▶ _SET EXERCISE_
Can you quote word for word the lines of the material below, from the line with "Report the location of each instance of the building under" up to and including the line with "x=193, y=244"?

▶ _INPUT FOR THIS TASK_
.....
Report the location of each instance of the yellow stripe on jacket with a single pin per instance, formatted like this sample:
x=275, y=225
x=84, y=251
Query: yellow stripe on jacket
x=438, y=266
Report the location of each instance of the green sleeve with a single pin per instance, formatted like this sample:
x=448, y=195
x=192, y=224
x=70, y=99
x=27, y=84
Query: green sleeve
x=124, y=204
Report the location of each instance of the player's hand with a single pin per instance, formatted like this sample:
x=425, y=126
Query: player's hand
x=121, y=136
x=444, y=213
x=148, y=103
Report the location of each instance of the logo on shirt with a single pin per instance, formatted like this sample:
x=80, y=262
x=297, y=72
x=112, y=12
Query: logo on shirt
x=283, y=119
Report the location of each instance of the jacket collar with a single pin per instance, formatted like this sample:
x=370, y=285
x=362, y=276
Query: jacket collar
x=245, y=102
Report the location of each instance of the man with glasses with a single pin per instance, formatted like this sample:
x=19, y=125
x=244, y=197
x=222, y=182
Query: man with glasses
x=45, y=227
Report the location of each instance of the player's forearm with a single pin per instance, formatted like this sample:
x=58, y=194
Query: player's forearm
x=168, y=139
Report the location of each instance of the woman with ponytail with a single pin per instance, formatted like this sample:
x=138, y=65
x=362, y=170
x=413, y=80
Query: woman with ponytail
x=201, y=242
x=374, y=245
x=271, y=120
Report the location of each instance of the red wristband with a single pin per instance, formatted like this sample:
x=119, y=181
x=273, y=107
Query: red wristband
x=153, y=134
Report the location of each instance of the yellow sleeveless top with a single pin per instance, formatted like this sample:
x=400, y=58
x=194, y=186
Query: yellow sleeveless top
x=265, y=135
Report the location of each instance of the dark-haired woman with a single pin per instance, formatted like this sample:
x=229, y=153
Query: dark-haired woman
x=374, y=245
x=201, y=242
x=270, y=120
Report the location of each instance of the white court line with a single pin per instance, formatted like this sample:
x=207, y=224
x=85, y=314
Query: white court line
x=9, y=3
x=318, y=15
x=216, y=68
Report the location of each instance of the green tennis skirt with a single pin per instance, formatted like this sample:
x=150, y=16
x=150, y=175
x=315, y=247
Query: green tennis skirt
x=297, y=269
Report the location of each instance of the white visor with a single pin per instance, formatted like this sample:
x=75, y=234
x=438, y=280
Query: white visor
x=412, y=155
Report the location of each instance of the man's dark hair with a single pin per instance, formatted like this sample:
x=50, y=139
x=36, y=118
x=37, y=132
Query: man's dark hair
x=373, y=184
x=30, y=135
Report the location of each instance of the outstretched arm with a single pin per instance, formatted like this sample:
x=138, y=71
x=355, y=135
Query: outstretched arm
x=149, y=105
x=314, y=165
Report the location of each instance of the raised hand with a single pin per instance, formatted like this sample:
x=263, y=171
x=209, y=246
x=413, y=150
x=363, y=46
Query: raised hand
.....
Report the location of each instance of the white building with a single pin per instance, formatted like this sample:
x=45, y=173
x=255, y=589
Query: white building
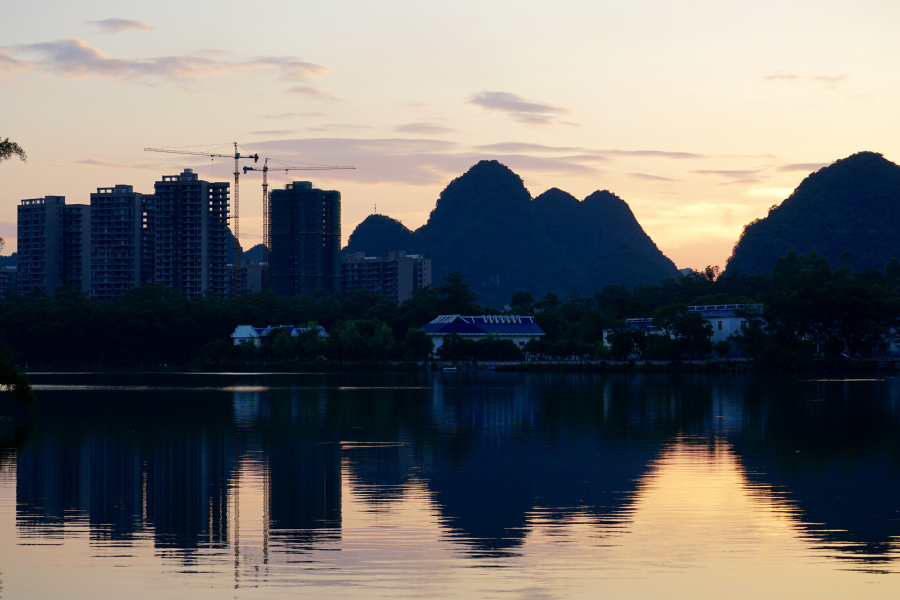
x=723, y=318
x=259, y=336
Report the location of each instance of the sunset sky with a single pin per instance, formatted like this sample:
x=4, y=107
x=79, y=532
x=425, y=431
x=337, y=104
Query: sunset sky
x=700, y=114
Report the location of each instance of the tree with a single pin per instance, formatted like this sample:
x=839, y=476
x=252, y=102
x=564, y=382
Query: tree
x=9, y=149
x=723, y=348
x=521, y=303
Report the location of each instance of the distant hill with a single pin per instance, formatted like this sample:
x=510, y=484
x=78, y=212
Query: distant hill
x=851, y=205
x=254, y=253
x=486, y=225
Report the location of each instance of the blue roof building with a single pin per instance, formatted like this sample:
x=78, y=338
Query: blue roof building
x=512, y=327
.....
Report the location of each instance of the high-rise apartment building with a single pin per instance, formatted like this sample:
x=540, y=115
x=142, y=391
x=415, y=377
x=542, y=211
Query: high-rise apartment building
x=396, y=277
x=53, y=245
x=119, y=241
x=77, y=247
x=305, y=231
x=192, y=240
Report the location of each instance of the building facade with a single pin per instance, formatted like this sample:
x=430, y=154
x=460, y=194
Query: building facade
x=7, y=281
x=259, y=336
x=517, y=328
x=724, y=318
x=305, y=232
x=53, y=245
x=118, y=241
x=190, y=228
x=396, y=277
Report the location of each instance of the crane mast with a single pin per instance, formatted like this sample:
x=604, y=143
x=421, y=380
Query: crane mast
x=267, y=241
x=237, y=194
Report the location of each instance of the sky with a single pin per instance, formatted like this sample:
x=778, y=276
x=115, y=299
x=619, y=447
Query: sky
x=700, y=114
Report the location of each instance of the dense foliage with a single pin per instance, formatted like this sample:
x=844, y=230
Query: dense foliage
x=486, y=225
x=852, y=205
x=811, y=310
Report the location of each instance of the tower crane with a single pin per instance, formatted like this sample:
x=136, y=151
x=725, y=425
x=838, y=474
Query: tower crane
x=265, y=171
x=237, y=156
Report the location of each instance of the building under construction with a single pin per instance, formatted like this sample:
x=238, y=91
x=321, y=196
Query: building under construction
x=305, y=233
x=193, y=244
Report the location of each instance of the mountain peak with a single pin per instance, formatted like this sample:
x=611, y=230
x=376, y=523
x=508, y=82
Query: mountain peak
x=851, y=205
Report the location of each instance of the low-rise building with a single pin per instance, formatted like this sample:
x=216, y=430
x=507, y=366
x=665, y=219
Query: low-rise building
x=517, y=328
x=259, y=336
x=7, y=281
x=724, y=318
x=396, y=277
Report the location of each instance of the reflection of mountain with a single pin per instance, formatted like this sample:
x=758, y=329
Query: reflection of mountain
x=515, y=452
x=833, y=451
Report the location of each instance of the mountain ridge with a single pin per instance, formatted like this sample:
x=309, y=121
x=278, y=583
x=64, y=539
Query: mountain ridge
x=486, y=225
.....
▶ _SOLUTION BELOW_
Report the location of each instance of the building under construction with a single pin per instance, formatted like this sample:
x=238, y=91
x=321, y=196
Query: building under construction
x=305, y=233
x=193, y=244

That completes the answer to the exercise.